> [EXERCISE AIM]
Reproduce exactly the line containing "Spot the mirror" and every line after it, through the last line of the records below; add nothing.

> [SUPPLIED RECORDS]

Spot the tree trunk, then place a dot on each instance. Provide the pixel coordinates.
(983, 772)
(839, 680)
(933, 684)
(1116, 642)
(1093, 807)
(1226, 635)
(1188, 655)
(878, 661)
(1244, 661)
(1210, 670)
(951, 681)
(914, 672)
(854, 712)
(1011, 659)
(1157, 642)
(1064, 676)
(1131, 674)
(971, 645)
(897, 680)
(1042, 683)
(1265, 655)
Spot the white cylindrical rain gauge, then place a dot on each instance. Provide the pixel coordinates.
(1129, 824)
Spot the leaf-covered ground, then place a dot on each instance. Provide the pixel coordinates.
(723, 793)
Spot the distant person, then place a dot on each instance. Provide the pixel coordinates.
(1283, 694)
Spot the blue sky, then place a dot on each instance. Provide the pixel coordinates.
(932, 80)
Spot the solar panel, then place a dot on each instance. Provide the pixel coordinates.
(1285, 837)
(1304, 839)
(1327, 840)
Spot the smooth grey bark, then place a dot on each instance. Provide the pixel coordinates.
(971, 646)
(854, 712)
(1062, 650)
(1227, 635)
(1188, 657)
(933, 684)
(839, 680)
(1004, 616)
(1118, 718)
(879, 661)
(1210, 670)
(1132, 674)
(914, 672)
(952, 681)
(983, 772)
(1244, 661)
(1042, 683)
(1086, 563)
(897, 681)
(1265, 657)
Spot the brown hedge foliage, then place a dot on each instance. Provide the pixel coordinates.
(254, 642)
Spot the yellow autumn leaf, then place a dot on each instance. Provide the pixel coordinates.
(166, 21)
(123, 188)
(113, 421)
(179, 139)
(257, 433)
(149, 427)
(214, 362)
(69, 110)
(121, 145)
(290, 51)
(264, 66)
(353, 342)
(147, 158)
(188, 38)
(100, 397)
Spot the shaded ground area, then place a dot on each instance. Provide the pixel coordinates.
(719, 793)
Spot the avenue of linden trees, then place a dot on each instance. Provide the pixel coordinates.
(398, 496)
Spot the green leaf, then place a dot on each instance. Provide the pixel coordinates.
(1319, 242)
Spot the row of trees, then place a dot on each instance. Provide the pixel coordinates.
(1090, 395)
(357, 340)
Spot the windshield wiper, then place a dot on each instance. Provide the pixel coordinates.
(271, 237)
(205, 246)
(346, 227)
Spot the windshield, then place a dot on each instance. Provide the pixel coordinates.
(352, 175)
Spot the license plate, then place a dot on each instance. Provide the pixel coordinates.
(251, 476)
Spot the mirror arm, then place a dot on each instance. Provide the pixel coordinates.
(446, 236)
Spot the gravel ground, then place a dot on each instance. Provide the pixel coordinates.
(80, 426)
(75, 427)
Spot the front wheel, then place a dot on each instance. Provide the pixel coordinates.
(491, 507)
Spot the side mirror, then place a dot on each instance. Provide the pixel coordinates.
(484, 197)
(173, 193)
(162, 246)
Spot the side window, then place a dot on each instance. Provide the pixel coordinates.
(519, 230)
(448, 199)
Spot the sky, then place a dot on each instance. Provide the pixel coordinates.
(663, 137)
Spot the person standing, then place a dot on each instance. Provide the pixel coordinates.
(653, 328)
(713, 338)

> [RESPONSE TO THE TASK]
Spot the mirror arm, then place a dot on each instance. Provide the pixel coordinates.
(446, 236)
Spot the gravel ground, then place a dot on each instance. Provide the pixel coordinates.
(80, 426)
(75, 427)
Spot the front wheel, then place a dot on each instance. Provide the pixel coordinates.
(491, 507)
Spot the side mirror, then place a dot on each instance. Provide the pixel coordinates.
(484, 197)
(173, 193)
(162, 246)
Spot the side window, then place a dot on each instance. Provide the pixel coordinates.
(519, 230)
(448, 199)
Spot the sky, then place a dot on each instance. Provide the pixel coordinates.
(663, 137)
Spot the person standing, then place a dot on each instance. Provide the pixel coordinates.
(653, 328)
(713, 338)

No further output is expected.